DATASET EXTRACT:
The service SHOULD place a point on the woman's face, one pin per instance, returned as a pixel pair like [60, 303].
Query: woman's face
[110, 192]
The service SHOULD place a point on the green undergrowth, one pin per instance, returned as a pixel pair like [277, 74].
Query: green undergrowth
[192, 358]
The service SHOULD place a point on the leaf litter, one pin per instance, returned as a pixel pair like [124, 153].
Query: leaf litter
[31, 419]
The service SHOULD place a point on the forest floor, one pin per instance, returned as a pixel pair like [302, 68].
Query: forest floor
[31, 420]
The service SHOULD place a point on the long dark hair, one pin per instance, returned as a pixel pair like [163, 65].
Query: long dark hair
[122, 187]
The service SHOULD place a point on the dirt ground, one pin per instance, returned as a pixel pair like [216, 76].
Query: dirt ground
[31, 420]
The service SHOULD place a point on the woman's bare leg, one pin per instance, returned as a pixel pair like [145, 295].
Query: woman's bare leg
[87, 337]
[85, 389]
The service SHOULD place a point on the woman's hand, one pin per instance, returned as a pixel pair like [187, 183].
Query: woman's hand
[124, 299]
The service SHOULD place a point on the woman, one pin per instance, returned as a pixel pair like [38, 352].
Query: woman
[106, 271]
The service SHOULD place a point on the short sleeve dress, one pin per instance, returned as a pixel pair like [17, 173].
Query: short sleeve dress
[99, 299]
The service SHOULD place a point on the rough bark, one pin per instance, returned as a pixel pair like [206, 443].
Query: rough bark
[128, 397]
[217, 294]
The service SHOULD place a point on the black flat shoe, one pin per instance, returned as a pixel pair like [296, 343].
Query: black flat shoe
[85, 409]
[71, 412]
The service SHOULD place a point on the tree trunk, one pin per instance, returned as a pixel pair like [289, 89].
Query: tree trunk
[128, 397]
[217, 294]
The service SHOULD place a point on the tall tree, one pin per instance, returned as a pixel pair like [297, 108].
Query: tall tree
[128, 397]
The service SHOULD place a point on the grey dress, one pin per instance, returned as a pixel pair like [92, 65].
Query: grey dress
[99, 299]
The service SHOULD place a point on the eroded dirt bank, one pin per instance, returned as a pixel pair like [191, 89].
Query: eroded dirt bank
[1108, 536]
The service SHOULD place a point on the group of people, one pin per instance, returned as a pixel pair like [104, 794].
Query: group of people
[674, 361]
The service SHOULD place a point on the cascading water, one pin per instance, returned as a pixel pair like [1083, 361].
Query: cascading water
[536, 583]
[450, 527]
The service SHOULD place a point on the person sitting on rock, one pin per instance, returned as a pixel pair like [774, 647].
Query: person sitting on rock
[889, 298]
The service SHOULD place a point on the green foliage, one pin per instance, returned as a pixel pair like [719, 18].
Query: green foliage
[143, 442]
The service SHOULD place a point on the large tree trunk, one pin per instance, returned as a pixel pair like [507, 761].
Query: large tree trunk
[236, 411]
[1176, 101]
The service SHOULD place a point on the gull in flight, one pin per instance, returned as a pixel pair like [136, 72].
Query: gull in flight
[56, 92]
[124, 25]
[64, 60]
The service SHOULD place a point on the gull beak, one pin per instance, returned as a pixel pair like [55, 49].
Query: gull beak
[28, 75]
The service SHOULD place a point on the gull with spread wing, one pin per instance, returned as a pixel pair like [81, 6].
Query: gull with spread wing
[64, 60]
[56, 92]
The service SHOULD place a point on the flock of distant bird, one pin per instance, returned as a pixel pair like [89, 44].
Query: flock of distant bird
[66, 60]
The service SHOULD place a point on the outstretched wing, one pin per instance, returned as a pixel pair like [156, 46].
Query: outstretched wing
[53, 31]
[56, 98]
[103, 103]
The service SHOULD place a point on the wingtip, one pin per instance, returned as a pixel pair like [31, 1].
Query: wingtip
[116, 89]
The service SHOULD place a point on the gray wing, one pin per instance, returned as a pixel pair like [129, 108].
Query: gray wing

WORK TO COMPLETE: Write out all the items above again, changing every "place a point" to "put a marker" and keeping everything else the same.

SOLUTION TO THIS EXERCISE:
The service SHOULD put a marker on the woman's face, one pin per instance, returned as a pixel pair like [60, 303].
Query: woman's face
[110, 192]
The service SHOULD put a marker on the green undergrowth, one pin per instance, returned as a pixel pair like [277, 74].
Query: green undergrowth
[192, 358]
The service SHOULD put a marker on the leaf litter, one pin per instance, returned as a pixel pair like [124, 153].
Query: leaf litter
[31, 419]
The service SHOULD put a marker on the forest floor, one pin per instance, returned as a pixel pair like [302, 68].
Query: forest floor
[31, 420]
The service SHOULD put a marker on the long dark hair, one pin per instance, returned as a pixel pair like [163, 65].
Query: long dark hair
[122, 187]
The service SHOULD put a marker on the dirt ground, one pin per instance, returned as a pixel pair like [216, 76].
Query: dirt ground
[31, 420]
The service SHOULD put a marker on the woman's bare leg, one pin per instance, returned as a pixel pair like [145, 295].
Query: woman's bare leg
[87, 337]
[85, 389]
The service SHOULD put a marker on the woman's hand, one pin per instance, returned as a pixel pair like [187, 183].
Query: woman's hand
[124, 299]
The service SHOULD put a marker on the woman, one pin per instance, returned as a pixel pair like [38, 352].
Query: woman
[106, 271]
The service SHOULD put a marker on the short sleeve dress, one pin per instance, returned as a pixel pair like [17, 173].
Query: short sleeve dress
[99, 299]
The service SHOULD put a marker on the rough bark, one pin per instance, returned as a pixel pair like [206, 443].
Query: rough bark
[128, 397]
[217, 294]
The service SHOULD put a marker on the black flat shoe, one pin per instance, returned as a pixel pair like [296, 343].
Query: black flat shoe
[85, 409]
[71, 412]
The service SHOULD put a marker on the tree trunk, one pin per instance, returned as a pixel pair like [289, 89].
Query: tree trunk
[128, 397]
[217, 294]
The service SHOULD put a marker on the tall tree, one pin per instance, returned as a pixel pair like [297, 108].
Query: tall tree
[128, 397]
The service SHOULD put a marker on the grey dress, one pin per instance, returned as a pixel pair like [92, 65].
Query: grey dress
[99, 299]
The service SHOULD put a marker on the eroded dirt bank, one pin per instance, returned as a pixel pair like [191, 89].
Query: eroded dirt bank
[1108, 536]
The service SHOULD put a marker on the group of people, one pin per instance, returned as a pixel pair like [104, 794].
Query: group of people
[674, 361]
The service SHOULD put a marker on the cascading water, one pin per instance, returned as a pixel pair like [1083, 361].
Query: cascading water
[536, 583]
[450, 527]
The service SHOULD put a marker on the person sitting on rock, one pin per instance, returned as a pixel pair like [774, 647].
Query: person sitting on rock
[889, 298]
The service SHOULD put a marker on the green foliage, one pin per instance, returned as a pixel pair like [719, 18].
Query: green foliage
[143, 442]
The service SHOULD put a marker on the large tree trunk, one pin per instance, returned as a pixel pair like [507, 761].
Query: large tree trunk
[236, 411]
[1176, 101]
The service SHOULD put a marker on the gull in flight, one pin per instance, returned as a pixel pair like [136, 72].
Query: gull in flight
[56, 92]
[124, 25]
[64, 60]
The service SHOULD put a marker on the gull beak, one pin per instance, returned as a pixel pair like [55, 49].
Query: gull beak
[28, 75]
The service SHOULD put a marker on the gull with spread wing, one pin per instance, returned as a pixel pair like [81, 6].
Query: gull with spread wing
[64, 60]
[56, 92]
The service SHOULD put a marker on the flock of distant bird, one pin per instance, returned as a pixel pair like [89, 44].
Query: flock of distant bird
[66, 60]
The service SHOULD put a marker on the outstretched wing, one pin per instance, returned as a pixel pair like [156, 46].
Query: outstretched wing
[53, 31]
[56, 98]
[103, 103]
The service SHOULD put a marker on the wingtip, one pin per instance, returned as a pixel pair like [31, 1].
Query: wingtip
[116, 89]
The service SHOULD put a marker on the gray wing, one pin per instance, returned as a pixel pair like [129, 108].
Query: gray wing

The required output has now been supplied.